>> Begin Passage shown
Tony WangMay 4, 2026Updated June 15, 20265 min read

How to Scrape Reddit in 2026 (API & Python)

Three ways to scrape Reddit posts, comments, and subreddits in 2026 — DIY Python, no-code tools, or a structured API — what each returns and the legal basics.

Reddit Guide Web Scraping API

The fastest way to scrape Reddit in 2026 is to call a structured API that returns normalized JSON — posts, comments, and subreddit feeds with scores, authors, and timestamps — instead of working around Reddit's rate limits and login walls yourself. DIY is possible, but since Reddit's official Data API became paid and heavily rate-limited in 2023, casual scraping breaks quickly.

Reddit is one of the most cited sources in AI answers, which is exactly why teams collect it for community research, sentiment, and grounding data. A structured endpoint gives you the threads as clean JSON without managing tokens and quotas.

Is it legal to scrape Reddit?

Reddit content is public, but posts and comments are written by people, so treat them as personal data where relevant:

Collect only public posts, comments, and subreddits — no private or quarantined-access content.
Reddit's official API terms and rate limits exist; review them and your local law before commercial or AI-training use.
Minimize and protect any user-identifying data you store (usernames, etc.).
Don't republish content in ways that violate platform terms or user expectations.

This is not legal advice — see Is web scraping legal in 2026? for the public-vs-personal-data detail.

Option 1: DIY in Python (and why it no longer works)

For years you could hit Reddit's unauthenticated .json endpoints directly. That stopped working in May 2026 — Reddit deprecated unauthenticated .json access, and the call below now returns 403 Forbidden:

import requests

resp = requests.get(
    "https://www.reddit.com/r/webdev/top.json",
    params={"limit": 25},
    headers={"User-Agent": "my-app/0.1"},
)
data = resp.json()
# ...then handle 429s, pagination cursors, and comment trees yourself

The recurring pain:

Unauthenticated .json is dead (2026). The call above now returns 403 — see why Reddit blocked it. DIY now means the authenticated OAuth API or a real logged-in browser session, with TLS-fingerprint and IP-reputation hurdles on top.
Auth overhead and cost — the official route means OAuth apps and tokens, and Reddit's Data API is paid beyond free non-commercial use (100 requests/minute): commercial access runs about $0.24 per 1,000 requests, and enterprise agreements start near $12,000/year.
Comment trees — nested replies require recursive traversal and careful flattening.
>> End Passage shown
→ **What is asked**:
a) Give everything from "import requests" down to "start near $12,000/year." in the Reddit scraping guide, swapping "logged-in" for "signed-in".
b) According to the Reddit scraping guide, roughly how much does commercial access to Reddit's Data API cost per 1,000 requests?
The lines after this point come from a different source than the Reddit scraping guide.
>> Begin Data shown
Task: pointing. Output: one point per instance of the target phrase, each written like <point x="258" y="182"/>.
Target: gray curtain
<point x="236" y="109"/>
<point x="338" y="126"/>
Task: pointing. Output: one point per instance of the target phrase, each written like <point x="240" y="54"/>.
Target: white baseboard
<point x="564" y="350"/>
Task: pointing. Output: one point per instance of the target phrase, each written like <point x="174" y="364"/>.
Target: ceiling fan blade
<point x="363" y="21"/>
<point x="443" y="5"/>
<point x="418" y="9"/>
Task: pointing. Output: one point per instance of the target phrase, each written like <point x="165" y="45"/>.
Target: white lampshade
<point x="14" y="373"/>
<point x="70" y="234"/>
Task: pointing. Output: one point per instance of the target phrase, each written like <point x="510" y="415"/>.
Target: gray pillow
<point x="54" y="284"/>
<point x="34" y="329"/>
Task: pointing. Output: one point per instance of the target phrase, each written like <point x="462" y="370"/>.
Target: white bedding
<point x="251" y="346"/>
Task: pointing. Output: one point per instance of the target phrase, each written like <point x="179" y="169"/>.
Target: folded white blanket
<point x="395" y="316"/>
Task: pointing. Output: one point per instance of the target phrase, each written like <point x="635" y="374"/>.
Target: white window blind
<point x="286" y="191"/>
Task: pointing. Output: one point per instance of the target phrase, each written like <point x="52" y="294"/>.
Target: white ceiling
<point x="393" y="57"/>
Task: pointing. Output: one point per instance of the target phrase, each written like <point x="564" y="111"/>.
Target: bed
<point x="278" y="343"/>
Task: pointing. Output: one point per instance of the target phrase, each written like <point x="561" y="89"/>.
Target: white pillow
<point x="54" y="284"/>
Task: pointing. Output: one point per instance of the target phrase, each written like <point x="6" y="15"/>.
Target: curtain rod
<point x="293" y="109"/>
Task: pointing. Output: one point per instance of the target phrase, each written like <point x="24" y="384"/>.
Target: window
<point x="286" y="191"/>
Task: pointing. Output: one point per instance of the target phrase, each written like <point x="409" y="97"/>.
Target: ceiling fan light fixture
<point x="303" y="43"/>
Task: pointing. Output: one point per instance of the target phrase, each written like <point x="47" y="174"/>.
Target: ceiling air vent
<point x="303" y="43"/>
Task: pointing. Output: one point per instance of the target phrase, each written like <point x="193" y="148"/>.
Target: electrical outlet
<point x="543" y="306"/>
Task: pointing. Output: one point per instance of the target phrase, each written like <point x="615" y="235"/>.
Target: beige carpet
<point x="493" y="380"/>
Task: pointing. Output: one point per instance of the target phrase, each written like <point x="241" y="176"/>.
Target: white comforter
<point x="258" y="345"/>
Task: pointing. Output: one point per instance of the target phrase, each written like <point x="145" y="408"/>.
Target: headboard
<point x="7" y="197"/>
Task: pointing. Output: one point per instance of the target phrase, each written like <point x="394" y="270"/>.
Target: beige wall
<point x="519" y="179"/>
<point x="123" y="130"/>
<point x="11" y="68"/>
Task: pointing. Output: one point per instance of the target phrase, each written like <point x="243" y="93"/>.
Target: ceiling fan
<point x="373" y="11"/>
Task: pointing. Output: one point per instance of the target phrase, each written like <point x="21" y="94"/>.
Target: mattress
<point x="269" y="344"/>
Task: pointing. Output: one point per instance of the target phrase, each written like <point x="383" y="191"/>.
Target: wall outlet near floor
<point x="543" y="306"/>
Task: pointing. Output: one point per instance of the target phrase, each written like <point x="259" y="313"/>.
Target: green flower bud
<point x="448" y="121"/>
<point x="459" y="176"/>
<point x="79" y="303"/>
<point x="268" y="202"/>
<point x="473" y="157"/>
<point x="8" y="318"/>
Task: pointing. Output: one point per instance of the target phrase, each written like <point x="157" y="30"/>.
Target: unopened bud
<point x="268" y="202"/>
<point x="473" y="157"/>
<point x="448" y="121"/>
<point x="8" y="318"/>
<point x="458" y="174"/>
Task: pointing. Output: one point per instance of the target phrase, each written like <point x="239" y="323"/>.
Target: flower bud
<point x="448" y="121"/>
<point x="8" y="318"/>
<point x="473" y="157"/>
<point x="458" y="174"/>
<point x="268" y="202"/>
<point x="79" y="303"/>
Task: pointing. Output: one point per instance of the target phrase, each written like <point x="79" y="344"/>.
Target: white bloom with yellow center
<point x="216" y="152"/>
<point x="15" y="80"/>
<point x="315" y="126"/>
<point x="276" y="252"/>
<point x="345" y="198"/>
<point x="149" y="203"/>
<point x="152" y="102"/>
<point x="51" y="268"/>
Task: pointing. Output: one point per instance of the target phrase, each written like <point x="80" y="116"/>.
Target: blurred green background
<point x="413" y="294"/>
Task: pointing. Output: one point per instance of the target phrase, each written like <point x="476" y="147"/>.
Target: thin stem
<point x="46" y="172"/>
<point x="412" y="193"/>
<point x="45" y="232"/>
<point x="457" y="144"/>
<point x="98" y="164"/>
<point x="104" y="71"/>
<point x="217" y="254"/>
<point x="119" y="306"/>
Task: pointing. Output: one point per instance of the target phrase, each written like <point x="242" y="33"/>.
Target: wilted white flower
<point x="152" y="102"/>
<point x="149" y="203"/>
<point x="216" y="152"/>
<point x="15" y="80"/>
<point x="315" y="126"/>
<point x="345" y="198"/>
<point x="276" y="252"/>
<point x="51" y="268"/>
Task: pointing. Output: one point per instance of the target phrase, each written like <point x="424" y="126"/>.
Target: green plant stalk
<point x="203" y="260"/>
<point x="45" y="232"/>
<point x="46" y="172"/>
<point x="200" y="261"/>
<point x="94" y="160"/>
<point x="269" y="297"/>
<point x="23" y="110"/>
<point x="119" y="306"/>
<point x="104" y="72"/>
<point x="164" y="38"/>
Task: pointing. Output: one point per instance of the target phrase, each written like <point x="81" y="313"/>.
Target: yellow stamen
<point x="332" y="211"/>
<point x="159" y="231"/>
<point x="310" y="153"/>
>> End Data shown
→ **Responses in order**:
a)
import requests

resp = requests.get(
    "https://www.reddit.com/r/webdev/top.json",
    params={"limit": 25},
    headers={"User-Agent": "my-app/0.1"},
)
data = resp.json()
# ...then handle 429s, pagination cursors, and comment trees yourself

The recurring pain:

Unauthenticated .json is dead (2026). The call above now returns 403 — see why Reddit blocked it. DIY now means the authenticated OAuth API or a real signed-in browser session, with TLS-fingerprint and IP-reputation hurdles on top.
Auth overhead and cost — the official route means OAuth apps and tokens, and Reddit's Data API is paid beyond free non-commercial use (100 requests/minute): commercial access runs about $0.24 per 1,000 requests, and enterprise agreements start near $12,000/year.

b) About $0.24 per 1,000 requests.